What the task asks:
Set down, please, exactly the lines below that run from the line with "Each instance of the black" to the line with "Each instance of the hand", both lines included.

Records for the exercise:
· · ·
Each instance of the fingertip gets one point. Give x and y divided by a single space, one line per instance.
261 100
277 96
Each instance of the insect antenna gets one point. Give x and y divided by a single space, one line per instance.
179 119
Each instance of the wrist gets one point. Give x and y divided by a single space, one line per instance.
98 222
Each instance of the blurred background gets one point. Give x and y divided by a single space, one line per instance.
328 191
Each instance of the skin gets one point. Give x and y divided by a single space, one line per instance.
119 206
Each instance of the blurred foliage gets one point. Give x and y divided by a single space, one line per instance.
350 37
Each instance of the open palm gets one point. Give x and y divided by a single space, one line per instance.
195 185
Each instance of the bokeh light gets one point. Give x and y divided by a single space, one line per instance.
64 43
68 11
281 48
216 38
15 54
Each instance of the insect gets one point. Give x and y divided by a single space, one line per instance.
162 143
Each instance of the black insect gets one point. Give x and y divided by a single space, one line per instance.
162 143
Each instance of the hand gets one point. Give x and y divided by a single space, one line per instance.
· · ·
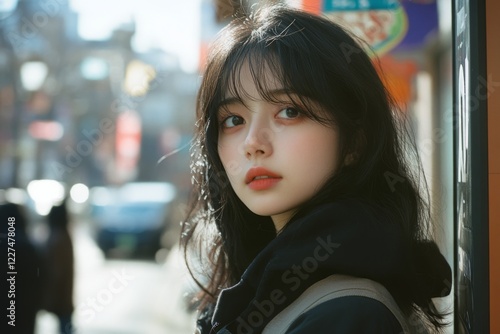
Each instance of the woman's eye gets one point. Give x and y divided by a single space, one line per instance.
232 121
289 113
· · ·
Exercise solution:
Each instance of the black insect gets one point. Give x and y divided by a single space, one line per instance.
162 143
Each instance of the hand gets one point. Give x and y divided by a single space, one line per instance.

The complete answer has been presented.